Pull out each line of the listing below that contains the string "wall", matching case exactly.

Data to process
|---|
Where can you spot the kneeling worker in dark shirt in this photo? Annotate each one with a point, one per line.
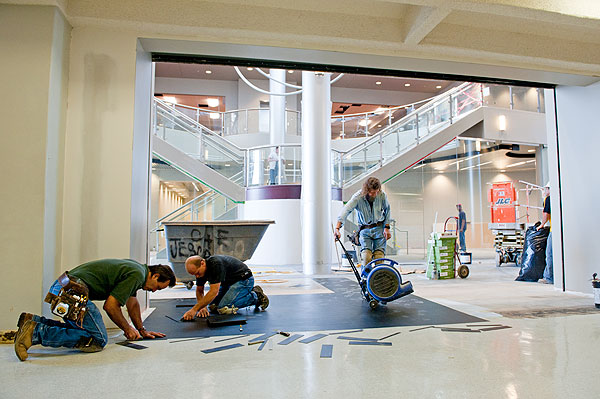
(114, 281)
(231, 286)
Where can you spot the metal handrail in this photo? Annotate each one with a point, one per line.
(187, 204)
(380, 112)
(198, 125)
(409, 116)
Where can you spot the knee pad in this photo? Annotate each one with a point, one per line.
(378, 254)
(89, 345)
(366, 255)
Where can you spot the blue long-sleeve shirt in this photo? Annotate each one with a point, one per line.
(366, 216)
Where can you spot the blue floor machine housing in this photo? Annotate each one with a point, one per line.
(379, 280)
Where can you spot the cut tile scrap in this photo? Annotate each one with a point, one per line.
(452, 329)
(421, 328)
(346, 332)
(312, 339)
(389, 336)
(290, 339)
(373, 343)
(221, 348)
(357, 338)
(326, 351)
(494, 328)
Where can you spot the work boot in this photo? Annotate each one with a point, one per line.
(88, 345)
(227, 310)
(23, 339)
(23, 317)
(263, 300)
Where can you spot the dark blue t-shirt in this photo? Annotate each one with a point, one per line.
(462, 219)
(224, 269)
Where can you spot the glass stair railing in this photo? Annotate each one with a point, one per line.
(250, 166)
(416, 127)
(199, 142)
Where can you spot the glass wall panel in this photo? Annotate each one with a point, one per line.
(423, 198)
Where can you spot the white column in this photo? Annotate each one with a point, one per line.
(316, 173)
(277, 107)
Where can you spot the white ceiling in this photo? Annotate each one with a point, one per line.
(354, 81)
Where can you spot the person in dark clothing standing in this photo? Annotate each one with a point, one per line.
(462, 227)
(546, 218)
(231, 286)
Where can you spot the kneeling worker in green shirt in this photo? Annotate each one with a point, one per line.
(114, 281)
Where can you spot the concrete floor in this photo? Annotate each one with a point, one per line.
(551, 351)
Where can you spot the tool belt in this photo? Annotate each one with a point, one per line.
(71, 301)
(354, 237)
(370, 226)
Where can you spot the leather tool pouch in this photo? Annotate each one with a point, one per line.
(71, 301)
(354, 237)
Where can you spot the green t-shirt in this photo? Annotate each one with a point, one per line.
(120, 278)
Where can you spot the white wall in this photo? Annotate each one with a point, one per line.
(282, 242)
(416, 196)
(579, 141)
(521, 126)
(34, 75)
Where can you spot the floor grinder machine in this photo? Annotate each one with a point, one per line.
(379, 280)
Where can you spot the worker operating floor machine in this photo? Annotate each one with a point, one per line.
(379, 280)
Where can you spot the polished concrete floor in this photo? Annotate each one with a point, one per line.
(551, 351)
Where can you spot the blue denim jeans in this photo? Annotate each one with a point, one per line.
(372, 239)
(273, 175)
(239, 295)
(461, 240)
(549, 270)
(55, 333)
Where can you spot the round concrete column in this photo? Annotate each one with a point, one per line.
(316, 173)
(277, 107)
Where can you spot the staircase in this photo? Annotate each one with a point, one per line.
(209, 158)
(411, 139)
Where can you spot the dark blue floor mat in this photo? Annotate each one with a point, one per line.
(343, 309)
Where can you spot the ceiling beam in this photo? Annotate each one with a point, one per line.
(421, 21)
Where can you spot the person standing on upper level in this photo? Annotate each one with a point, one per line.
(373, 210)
|---|
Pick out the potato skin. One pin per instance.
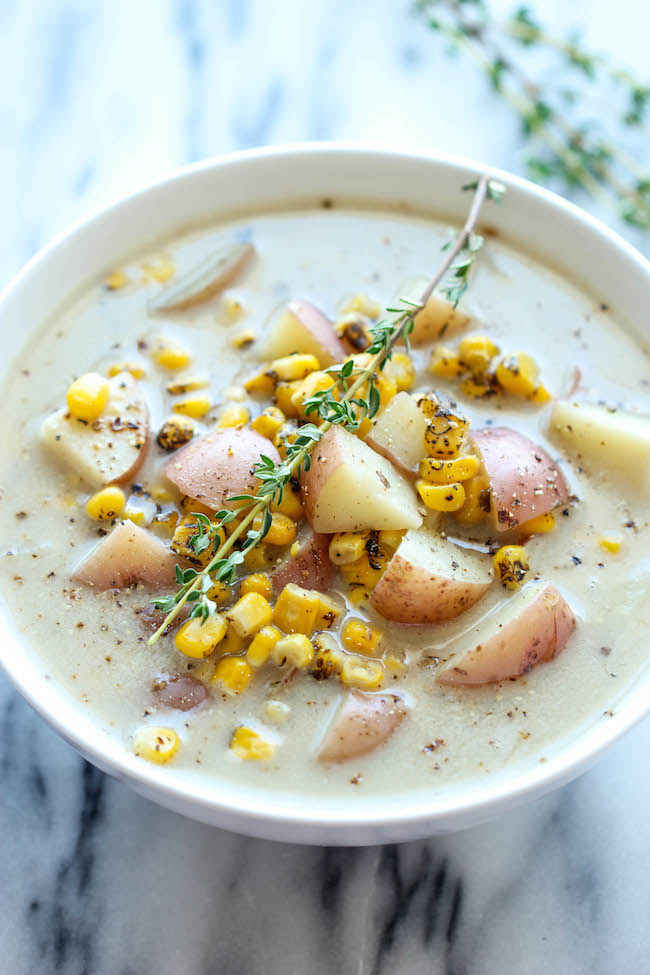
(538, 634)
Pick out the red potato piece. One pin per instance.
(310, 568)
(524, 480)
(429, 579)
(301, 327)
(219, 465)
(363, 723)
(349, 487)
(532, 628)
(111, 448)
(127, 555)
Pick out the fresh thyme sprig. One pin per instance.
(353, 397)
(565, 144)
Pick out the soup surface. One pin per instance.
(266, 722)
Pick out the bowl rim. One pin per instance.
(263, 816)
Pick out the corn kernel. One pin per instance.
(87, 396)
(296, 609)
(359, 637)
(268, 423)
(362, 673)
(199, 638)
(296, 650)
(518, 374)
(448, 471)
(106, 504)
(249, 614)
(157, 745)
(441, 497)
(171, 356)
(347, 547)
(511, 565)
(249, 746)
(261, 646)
|---|
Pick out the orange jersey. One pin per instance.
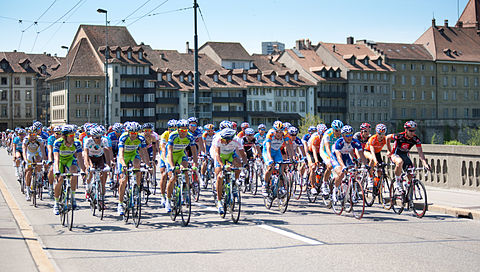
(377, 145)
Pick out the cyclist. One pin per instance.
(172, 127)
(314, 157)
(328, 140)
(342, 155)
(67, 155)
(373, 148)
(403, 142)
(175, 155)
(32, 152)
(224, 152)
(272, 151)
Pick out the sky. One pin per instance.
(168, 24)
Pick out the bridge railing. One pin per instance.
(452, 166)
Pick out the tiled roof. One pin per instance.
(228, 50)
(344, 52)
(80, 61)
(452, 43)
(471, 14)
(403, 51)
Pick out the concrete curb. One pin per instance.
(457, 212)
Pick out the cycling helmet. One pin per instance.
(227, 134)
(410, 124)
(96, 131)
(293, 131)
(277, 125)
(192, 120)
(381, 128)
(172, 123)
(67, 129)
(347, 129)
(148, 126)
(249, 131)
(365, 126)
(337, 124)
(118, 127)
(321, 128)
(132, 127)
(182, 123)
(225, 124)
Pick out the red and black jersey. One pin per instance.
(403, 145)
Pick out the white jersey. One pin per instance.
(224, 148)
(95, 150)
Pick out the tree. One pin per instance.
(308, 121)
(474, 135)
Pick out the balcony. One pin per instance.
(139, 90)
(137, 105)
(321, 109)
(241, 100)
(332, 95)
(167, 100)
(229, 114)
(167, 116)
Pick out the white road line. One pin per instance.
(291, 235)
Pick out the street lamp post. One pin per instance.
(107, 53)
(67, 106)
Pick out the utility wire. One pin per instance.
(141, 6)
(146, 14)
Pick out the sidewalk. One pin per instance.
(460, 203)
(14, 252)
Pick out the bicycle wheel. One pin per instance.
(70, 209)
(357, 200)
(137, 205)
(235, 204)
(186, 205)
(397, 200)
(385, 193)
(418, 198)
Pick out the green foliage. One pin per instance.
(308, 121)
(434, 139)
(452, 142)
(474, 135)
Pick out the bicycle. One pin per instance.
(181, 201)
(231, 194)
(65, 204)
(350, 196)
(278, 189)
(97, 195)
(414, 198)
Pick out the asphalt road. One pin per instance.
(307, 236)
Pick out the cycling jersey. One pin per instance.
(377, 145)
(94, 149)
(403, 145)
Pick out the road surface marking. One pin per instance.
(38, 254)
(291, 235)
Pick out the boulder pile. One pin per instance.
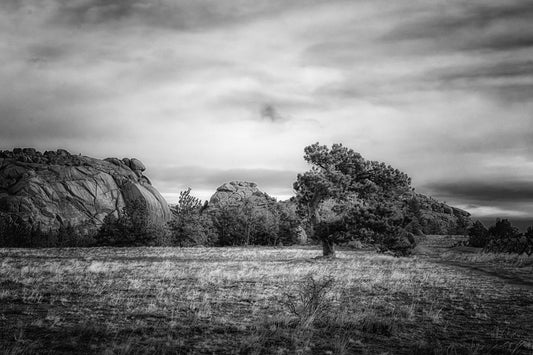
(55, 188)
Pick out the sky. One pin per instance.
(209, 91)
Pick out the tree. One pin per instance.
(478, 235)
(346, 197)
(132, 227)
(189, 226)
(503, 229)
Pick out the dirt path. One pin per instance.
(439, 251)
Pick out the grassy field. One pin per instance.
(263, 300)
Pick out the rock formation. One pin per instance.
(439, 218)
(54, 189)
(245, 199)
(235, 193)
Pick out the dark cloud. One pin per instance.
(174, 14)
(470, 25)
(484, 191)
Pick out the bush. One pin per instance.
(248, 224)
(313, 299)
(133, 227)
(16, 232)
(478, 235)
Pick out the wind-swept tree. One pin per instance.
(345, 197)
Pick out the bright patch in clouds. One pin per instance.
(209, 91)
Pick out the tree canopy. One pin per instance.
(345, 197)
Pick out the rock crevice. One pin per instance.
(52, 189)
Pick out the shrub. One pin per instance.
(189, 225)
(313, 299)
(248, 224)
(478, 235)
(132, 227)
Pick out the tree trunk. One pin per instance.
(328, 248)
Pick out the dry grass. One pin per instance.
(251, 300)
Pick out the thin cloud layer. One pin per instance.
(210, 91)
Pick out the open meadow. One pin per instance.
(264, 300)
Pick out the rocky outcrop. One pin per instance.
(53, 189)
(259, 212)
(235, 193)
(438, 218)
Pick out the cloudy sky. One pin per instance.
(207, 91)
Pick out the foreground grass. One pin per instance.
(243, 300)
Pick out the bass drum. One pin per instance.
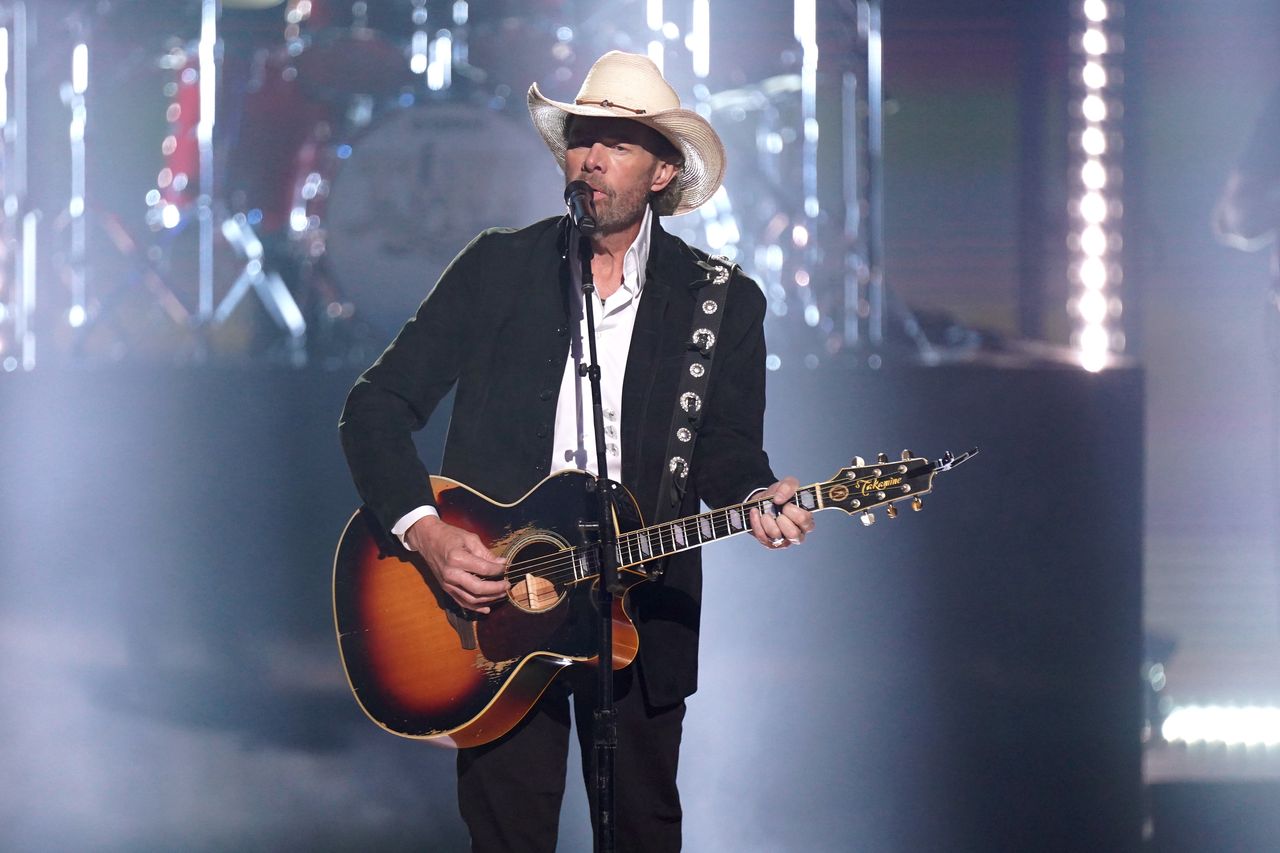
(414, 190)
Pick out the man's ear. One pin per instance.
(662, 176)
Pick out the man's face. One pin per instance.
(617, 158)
|---|
Task result
Where can you spot the glass wall panel in this photo? Annotate each one with a point, one per line.
Where can you spot the white wall in this photo? Annotate each one with a point, one per line.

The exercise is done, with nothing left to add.